*EXERCISE MATERIAL*:

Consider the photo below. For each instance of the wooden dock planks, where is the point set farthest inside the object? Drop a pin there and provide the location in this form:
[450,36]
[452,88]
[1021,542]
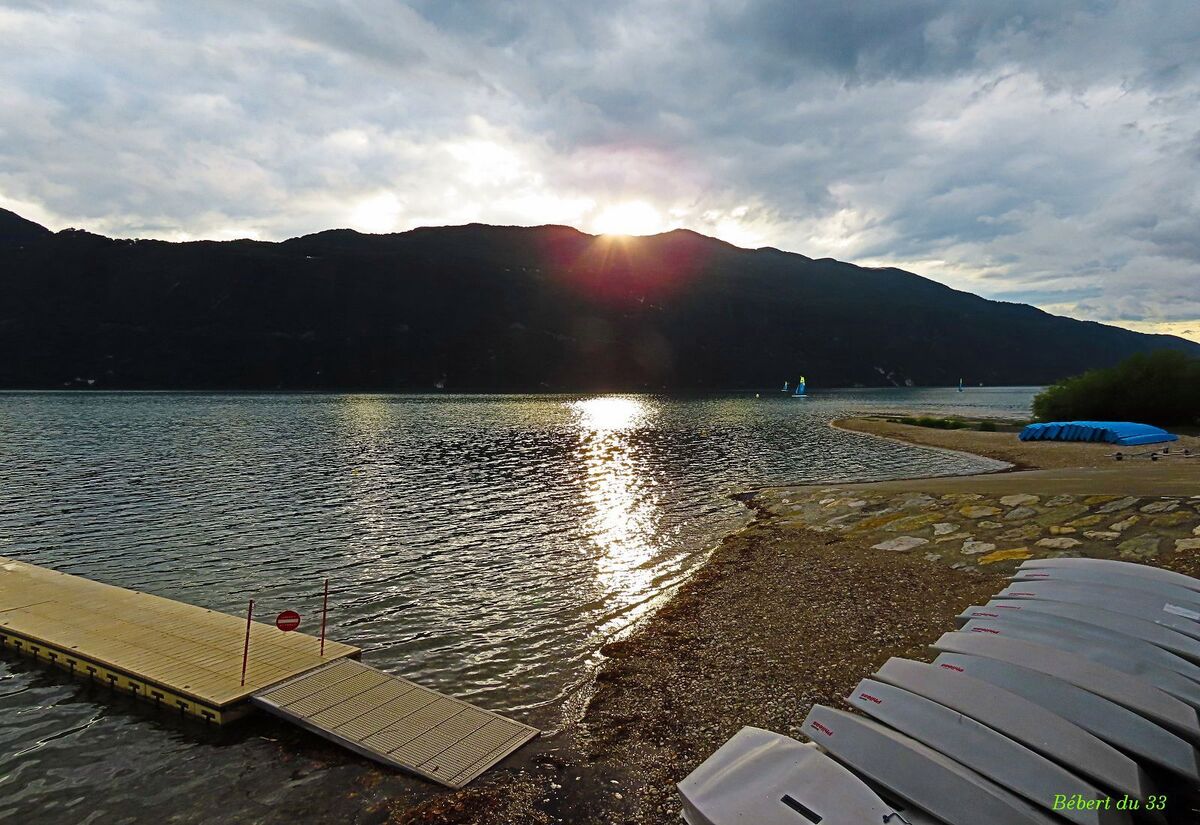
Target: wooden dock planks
[190,657]
[396,722]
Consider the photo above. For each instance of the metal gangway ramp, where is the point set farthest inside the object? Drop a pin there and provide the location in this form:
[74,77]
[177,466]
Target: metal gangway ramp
[395,722]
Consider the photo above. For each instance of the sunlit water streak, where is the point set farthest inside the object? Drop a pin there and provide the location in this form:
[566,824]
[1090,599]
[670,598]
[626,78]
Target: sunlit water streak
[483,546]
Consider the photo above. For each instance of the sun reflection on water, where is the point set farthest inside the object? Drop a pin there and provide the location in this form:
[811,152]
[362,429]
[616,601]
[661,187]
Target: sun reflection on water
[623,506]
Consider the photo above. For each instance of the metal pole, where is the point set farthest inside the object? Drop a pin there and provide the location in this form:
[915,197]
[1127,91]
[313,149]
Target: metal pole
[245,652]
[324,612]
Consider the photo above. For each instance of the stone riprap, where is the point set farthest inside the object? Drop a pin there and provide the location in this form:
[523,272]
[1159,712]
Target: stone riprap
[971,529]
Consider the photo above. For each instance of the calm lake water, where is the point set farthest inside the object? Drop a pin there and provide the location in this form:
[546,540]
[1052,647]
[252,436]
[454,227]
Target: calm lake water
[485,546]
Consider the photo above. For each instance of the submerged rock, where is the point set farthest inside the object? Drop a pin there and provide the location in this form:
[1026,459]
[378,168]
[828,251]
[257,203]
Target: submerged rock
[1017,553]
[910,523]
[1163,506]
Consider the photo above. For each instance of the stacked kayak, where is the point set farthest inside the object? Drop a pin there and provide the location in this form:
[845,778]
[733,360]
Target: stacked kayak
[1121,433]
[1072,690]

*TASK STATEMENT*: Copy every record character for character. Skip the pictures.

*ANSWER*:
Consider the photo below. For each instance of the wooden dock planks, where is the point set farthest inside the object? Drop a pin there and provide the location in this form:
[450,36]
[452,88]
[1021,542]
Target: wooden dock planks
[190,657]
[396,722]
Consider the photo above. For each instance of the metal gangway ramp, where is the point set farthest inside the object? Drop a pin there and provide the location in this form:
[74,77]
[177,466]
Target: metal gangway ramp
[395,722]
Consider the photo above. For each instance of the sunlit water streak, where is the point set farthest inside the object? Drop a pin there and provide the location in this form:
[566,824]
[1090,599]
[670,598]
[626,78]
Target: sunlit water streak
[483,546]
Consider the photo above. For each instance of the sun reflection on water, where is the point set farthest inside the object? Drop a pin there and provide the location in this form:
[811,152]
[362,429]
[616,601]
[661,187]
Target: sun reflection on water
[623,506]
Consider the photo above. For each instance of the metal pole, where is the point set farthest inside the object? Drop a pin there and provide the location in this form:
[915,197]
[1127,91]
[313,149]
Target: metal pole
[245,652]
[324,612]
Consider the photo above. For each instance of the stone riprap, where is the point set farthest inside the object? Drop a pin there and provide the location in this form:
[523,272]
[1159,712]
Target: stone riprap
[971,529]
Consider the photo above. For each instance of the calm lake water, where is the point set farthest inside the object? Drop a pin there and provide the location in this form:
[546,540]
[1052,647]
[252,436]
[454,227]
Target: calm lake water
[485,546]
Consider the photo above. For each instance of the submerged rock, where is the point set farthest inside the object? Drop a pin there and provide the location in this form:
[1026,459]
[378,168]
[828,251]
[257,203]
Target: submerged rock
[1017,553]
[910,523]
[1163,506]
Consider the photo above. For each instance of the stacked kayak, where is the point set farthest inside the object? Drop a pin there and provide the location in this form:
[845,778]
[733,360]
Target: stacked kayak
[1121,433]
[1072,690]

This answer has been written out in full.